# start of Records supplied
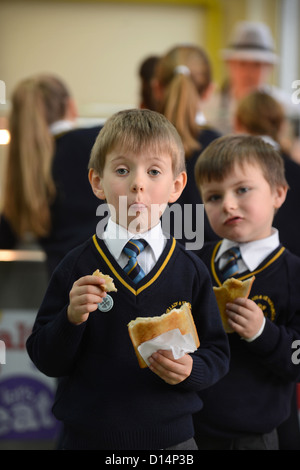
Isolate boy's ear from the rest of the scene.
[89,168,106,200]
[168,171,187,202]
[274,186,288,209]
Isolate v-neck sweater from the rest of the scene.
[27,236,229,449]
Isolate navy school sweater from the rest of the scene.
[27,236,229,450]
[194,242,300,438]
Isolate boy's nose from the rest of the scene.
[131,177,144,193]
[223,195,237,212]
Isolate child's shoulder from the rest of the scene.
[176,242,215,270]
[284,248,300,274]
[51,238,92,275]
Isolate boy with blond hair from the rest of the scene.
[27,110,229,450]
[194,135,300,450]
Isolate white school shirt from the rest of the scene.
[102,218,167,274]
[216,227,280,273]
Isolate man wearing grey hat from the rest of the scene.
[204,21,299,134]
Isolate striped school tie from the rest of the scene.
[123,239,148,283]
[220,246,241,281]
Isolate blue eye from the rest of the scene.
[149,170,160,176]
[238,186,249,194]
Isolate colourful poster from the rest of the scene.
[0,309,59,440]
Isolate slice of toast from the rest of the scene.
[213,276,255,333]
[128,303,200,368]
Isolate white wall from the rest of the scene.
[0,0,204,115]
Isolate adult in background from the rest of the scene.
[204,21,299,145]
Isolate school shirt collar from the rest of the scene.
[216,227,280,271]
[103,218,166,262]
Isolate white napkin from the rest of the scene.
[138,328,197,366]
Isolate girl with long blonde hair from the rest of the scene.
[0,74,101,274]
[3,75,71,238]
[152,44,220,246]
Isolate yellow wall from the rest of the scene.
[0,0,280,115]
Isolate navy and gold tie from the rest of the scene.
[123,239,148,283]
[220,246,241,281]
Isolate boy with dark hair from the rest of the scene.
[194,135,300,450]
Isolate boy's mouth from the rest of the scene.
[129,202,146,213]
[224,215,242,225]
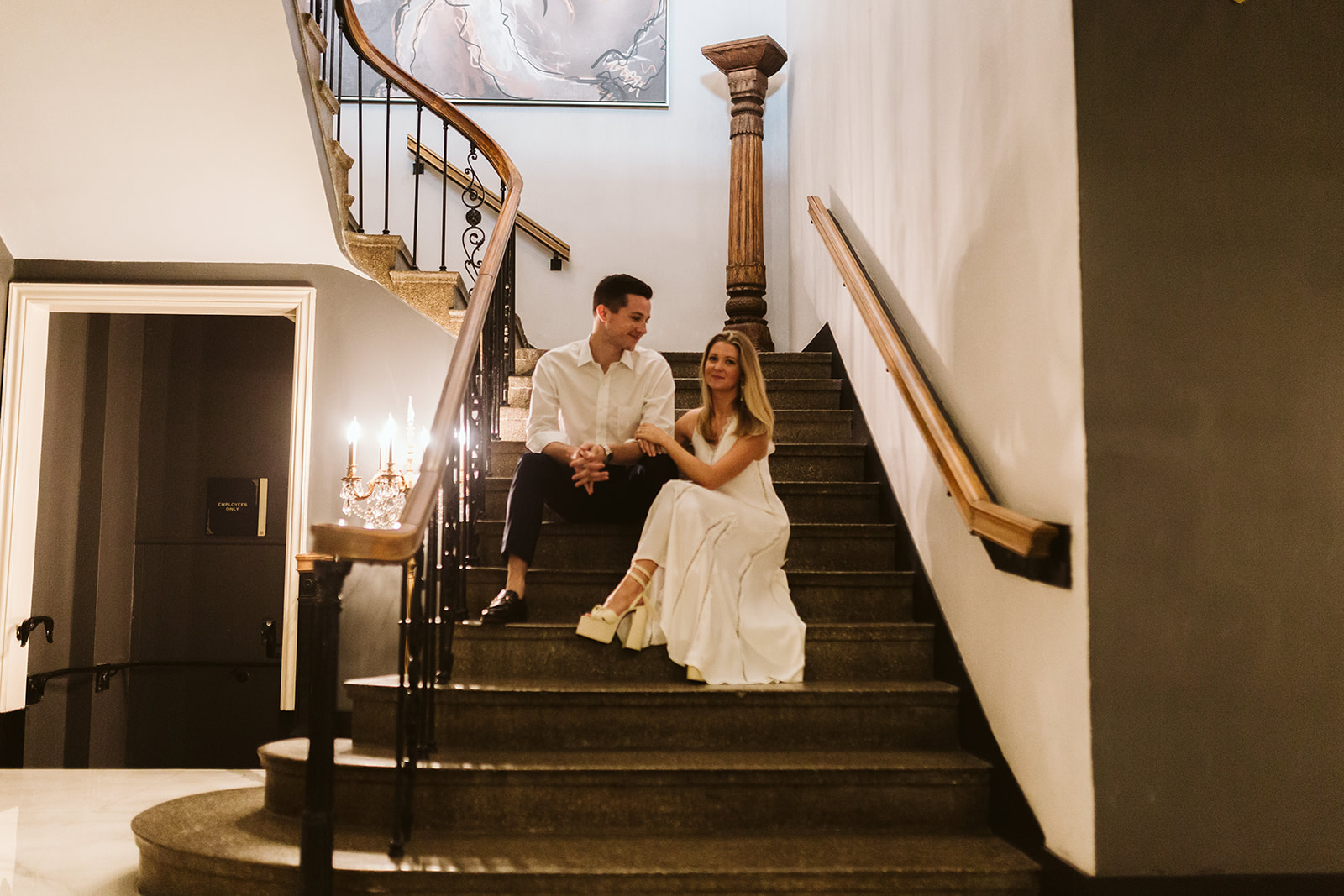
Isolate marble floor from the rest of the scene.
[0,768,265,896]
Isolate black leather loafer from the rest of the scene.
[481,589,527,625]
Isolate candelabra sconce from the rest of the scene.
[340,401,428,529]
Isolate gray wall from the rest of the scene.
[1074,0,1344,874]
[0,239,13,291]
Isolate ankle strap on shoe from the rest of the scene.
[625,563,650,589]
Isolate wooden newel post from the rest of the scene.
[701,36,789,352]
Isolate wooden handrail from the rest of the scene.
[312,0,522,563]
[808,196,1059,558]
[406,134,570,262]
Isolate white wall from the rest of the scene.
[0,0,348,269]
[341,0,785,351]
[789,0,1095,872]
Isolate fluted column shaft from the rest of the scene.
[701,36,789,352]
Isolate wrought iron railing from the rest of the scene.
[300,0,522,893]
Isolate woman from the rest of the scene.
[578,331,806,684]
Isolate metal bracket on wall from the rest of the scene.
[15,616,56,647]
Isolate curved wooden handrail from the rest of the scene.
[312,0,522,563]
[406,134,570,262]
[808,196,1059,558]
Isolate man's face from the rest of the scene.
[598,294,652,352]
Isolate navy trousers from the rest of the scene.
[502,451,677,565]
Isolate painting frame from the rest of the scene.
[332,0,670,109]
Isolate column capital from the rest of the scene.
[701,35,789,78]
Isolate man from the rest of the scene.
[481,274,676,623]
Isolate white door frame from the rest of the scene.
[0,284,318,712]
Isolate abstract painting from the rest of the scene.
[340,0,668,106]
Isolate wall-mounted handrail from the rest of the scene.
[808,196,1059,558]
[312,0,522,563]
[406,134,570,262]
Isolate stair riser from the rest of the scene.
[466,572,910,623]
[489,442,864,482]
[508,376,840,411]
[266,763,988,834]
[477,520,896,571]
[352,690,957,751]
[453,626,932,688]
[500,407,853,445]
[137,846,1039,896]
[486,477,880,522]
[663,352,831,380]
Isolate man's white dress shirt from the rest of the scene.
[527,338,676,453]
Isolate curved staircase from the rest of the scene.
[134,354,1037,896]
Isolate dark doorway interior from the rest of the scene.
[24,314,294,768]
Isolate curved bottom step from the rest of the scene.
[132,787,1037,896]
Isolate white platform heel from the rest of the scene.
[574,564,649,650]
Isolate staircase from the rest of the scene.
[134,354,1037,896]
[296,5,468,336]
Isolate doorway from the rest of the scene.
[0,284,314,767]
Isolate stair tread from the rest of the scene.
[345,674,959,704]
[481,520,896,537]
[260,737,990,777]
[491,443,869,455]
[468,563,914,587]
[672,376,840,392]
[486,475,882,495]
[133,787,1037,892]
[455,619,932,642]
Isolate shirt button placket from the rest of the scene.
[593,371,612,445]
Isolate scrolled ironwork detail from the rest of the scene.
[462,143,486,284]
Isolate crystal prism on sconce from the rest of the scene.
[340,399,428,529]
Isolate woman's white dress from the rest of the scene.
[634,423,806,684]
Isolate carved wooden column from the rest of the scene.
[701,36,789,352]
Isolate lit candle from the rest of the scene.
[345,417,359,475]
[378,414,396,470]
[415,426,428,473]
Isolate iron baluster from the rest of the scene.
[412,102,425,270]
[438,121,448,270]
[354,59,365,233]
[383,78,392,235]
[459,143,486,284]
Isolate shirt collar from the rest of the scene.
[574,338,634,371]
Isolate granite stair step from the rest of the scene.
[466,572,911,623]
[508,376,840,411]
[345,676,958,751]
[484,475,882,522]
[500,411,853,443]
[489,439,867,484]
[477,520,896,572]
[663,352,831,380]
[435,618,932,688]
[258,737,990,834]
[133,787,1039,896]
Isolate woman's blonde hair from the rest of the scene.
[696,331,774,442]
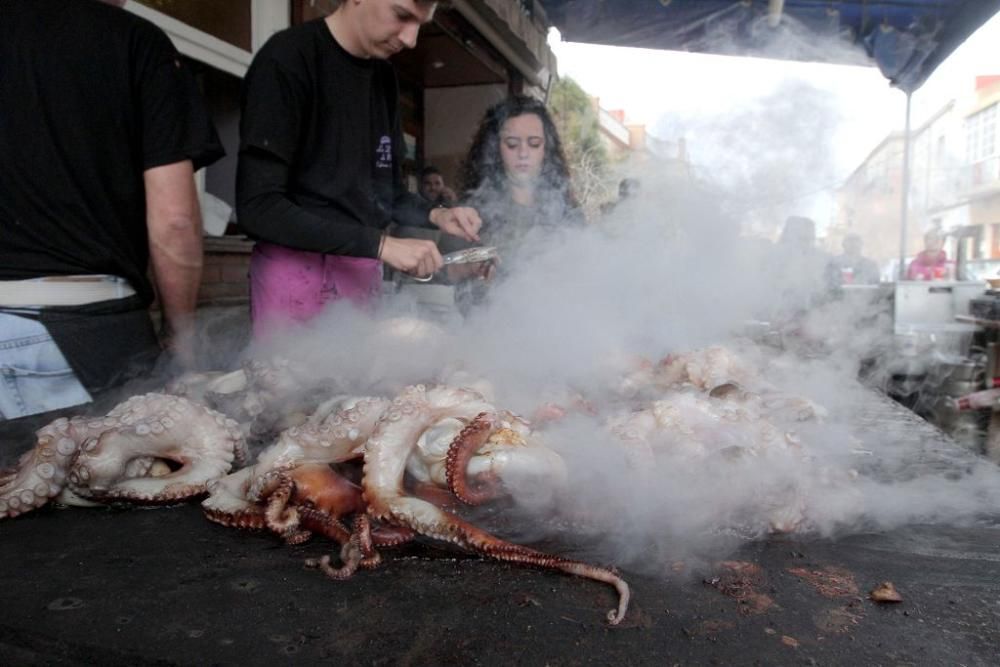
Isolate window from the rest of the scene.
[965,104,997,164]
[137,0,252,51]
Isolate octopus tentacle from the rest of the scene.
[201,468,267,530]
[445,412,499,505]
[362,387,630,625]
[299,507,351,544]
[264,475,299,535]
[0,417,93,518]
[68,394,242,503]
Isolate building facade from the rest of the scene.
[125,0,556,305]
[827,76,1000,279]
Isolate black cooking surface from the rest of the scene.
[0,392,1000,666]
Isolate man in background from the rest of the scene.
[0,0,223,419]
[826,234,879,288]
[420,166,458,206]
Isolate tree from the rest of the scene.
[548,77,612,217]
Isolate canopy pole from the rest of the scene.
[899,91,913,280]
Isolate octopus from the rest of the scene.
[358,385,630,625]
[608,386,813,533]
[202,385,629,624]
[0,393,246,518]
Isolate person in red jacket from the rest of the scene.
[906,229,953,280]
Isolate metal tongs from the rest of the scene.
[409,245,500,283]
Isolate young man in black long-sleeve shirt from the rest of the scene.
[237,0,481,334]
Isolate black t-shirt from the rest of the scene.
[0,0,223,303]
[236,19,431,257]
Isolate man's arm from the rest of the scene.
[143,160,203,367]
# end of Records supplied
Copy the final stretch of lines, starting at the one that holds "Isolate shirt button" and ending at the last line of the data, exactly; omit pictures.

Written response:
Isolate shirt button placket from the rest of the scene.
[593,371,612,445]
Isolate scrolled ironwork detail from the rest of the scene.
[462,143,486,284]
Isolate crystal prism on sconce from the rest of the scene.
[340,399,428,529]
Isolate woman's white dress from the rest of the scene.
[634,423,806,684]
Isolate carved wooden column from the rest of the scene.
[701,36,789,352]
Isolate lit candle from the rest of the scene.
[345,417,359,475]
[378,414,396,470]
[415,426,428,473]
Isolate iron baluster from the rest of the scene.
[412,102,425,270]
[438,121,448,270]
[354,59,365,233]
[383,78,392,235]
[459,143,486,284]
Isolate shirt collar from the rest of the scene.
[574,338,634,371]
Isolate granite stair step from the rest of the scene.
[466,572,911,623]
[508,376,840,411]
[345,676,958,751]
[484,475,882,522]
[500,411,853,443]
[489,439,867,484]
[477,520,896,572]
[663,352,831,380]
[435,618,932,688]
[258,737,990,834]
[133,787,1039,896]
Isolate woman's blonde hair from the rest of the scene.
[696,331,774,442]
Isolate window from the rest of the scene.
[965,104,997,164]
[137,0,252,51]
Isolate octopus tentacle from the rest of the scene.
[201,468,267,530]
[445,412,499,505]
[362,387,630,625]
[299,507,351,544]
[264,475,299,535]
[0,417,93,518]
[68,394,242,503]
Isolate building facade from the rest of the scene.
[125,0,556,305]
[827,76,1000,279]
Isolate black cooking surface from the rest of the scene.
[0,392,1000,666]
Isolate man in background from the rest of the scene.
[0,0,223,419]
[826,234,879,288]
[420,166,458,206]
Isolate tree from the rest of the scene.
[548,77,612,217]
Isolate canopy pole from the rest of the scene.
[899,91,913,280]
Isolate octopus from the rest of the scene.
[358,385,630,625]
[608,386,813,533]
[202,385,629,624]
[0,393,246,518]
Isolate person in red jacket from the rest of the scene.
[906,229,953,280]
Isolate metal tongs from the rest of the scene.
[409,245,500,283]
Isolate young man in black long-sleeve shirt from the rest of the scene.
[237,0,481,334]
Isolate black t-shirt from the rest of the scene.
[0,0,223,303]
[236,19,431,257]
Isolate man's arm from the rest of the scene.
[143,160,203,367]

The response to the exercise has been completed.